**PROMPT**:
The records below must be reproduced in full and without error.

───── RECORDS FOR THE EXERCISE

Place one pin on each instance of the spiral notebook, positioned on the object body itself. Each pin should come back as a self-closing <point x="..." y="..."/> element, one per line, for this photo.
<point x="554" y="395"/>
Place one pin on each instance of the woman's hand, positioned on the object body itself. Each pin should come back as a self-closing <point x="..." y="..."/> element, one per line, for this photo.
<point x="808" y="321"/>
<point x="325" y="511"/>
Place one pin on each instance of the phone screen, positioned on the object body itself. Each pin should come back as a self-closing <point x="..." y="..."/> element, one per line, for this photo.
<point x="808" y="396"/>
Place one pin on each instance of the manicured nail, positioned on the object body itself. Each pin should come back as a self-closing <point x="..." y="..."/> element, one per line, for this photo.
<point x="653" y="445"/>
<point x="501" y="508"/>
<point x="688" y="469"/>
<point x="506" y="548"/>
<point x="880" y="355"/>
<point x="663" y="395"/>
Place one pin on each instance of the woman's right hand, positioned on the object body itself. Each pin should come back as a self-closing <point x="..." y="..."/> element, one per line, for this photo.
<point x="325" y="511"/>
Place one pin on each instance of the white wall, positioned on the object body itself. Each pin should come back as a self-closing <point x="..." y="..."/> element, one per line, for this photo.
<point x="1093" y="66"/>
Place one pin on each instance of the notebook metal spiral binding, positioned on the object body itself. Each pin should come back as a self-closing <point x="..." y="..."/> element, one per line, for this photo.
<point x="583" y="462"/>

──────────

**THE COMPLETED TASK**:
Place one pin on each instance of the spiral notebook, positioned on the object body itself. Each pin should come back as a self-closing <point x="..." y="..."/> element, one per line, for this photo.
<point x="554" y="395"/>
Place one pin on each instance of the woman's hand, positioned on the object body itself. Each pin should come back as a self-closing <point x="..." y="..."/> element, one per line, for this photo.
<point x="808" y="321"/>
<point x="325" y="511"/>
Place one pin on each instance of the phone screen, positioned on the object body itself. Each pin should come back as a self-closing <point x="..." y="..."/> element, one per line, for this photo.
<point x="808" y="396"/>
Place one pin on each instance of the manicured nail, positioned on the object body itself. Each pin should come back as a self-closing <point x="..." y="..."/> element, one per line, for this photo.
<point x="653" y="445"/>
<point x="501" y="508"/>
<point x="688" y="469"/>
<point x="506" y="548"/>
<point x="880" y="355"/>
<point x="663" y="395"/>
Place one pin on each instance of the woman's right hand, positioned on the object body itself. Each pin should come back as a self-closing <point x="..." y="..."/> element, one per line, for this photo.
<point x="325" y="511"/>
Place one pin on each instance of the white wall, positioned on the object body itself. Each pin should come back as a self-closing <point x="..." y="..."/> element, one per line, for this photo.
<point x="1093" y="66"/>
Place one pin on each instance of the notebook metal spiral binding, positioned on the object body itself. Each pin should come back as a self-closing <point x="..." y="..."/> element, one per line, for this photo.
<point x="583" y="462"/>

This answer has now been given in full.